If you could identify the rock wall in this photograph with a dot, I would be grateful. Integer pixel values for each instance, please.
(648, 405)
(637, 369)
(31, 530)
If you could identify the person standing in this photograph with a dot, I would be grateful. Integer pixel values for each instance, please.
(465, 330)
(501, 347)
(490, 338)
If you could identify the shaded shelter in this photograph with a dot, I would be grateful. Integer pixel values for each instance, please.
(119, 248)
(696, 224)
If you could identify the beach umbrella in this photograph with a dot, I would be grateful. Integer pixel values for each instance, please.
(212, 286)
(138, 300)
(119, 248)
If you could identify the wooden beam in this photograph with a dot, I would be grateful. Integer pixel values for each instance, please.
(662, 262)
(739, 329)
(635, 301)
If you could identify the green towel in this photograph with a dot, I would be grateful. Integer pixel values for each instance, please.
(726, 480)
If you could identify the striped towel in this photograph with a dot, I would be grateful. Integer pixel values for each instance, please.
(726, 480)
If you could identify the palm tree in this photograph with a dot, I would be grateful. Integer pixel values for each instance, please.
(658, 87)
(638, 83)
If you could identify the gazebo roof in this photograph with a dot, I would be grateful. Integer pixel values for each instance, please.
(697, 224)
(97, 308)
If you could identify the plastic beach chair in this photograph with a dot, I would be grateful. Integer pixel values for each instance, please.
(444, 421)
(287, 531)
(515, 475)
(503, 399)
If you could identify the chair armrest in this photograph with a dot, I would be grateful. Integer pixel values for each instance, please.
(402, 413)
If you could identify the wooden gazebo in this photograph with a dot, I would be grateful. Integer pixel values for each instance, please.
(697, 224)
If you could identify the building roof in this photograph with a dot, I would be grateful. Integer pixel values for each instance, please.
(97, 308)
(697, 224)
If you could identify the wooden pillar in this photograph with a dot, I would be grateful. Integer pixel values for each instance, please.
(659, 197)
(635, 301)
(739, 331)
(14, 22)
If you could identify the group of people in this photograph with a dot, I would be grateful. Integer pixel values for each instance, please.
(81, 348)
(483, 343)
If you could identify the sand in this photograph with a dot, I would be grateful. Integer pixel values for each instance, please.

#####

What you have to do
Format all of the rows above as a JSON array of strings, with each line as its own string and any blank lines omitted.

Result for this task
[
  "If you could identify the rock wall in this photograph with a dot, I would be grateful. Integer pixel values for each instance, please.",
  "(648, 405)",
  "(637, 369)",
  "(31, 530)",
  "If you could identify the person standing in this photograph with a dot, I would be grateful. Integer pixel values for each instance, please.",
  "(465, 330)",
  "(501, 347)",
  "(490, 338)",
  "If you could identify the shaded shelter in this photograph with a dot, I would be grateful. Integer pixel values for each instance, please.",
  "(119, 248)",
  "(696, 224)",
  "If you could identify the beach umbrella in this photograph with a dot, I would be grateful. Integer pixel values for each instance, please.",
  "(212, 286)",
  "(138, 300)",
  "(119, 248)",
  "If you could identify the wooden beam in this photograph with a dot, I would be grateful. Integer pixel values for each instance, please.",
  "(662, 262)",
  "(739, 329)",
  "(635, 301)",
  "If you could identify the green towel in this photograph with a dot, I would be grateful. Integer pixel values for each instance, please.",
  "(726, 480)",
  "If you could identify the striped towel in this photograph with a dot, I would be grateful. Integer pixel values for each instance, please.",
  "(726, 480)",
  "If you could identify the palm tree in this photograph with a dot, I would be grateful. Integer pixel values for each instance, please.",
  "(658, 87)",
  "(638, 83)",
  "If you could identify the gazebo roof in this photograph with a dot, I would be grateful. Integer pixel values for each instance, please.",
  "(697, 224)",
  "(97, 308)",
  "If you could identify the plastic beach chair in this photograph with a dot, I would be grateful. Integer pixel values for each instance, please.",
  "(444, 421)",
  "(287, 531)",
  "(515, 475)",
  "(503, 399)",
  "If you could identify the chair armrest in this photograph with a dot, I would be grateful. Integer pixel values for each instance, please.",
  "(402, 413)",
  "If you could identify the wooden gazebo in this photograph with a dot, I would be grateful. Integer pixel values for each instance, please.",
  "(697, 224)",
  "If you could identify the building roof in this photograph with a dot, I would be grateful. Integer pixel values for each instance, please.",
  "(97, 308)",
  "(697, 224)",
  "If you could identify the wooden pillar in this photograph with a dot, I would be grateful. Integer pixel values for each instance, please.",
  "(659, 197)",
  "(635, 301)",
  "(739, 331)",
  "(14, 22)",
  "If you could identify the group of people in this photograph with a dot, I would be grateful. Integer pixel values for each instance, please.",
  "(81, 348)",
  "(483, 343)",
  "If you could identify the sand in this photograph with a dot, I would be grateful. Integer pixel values for each instance, please."
]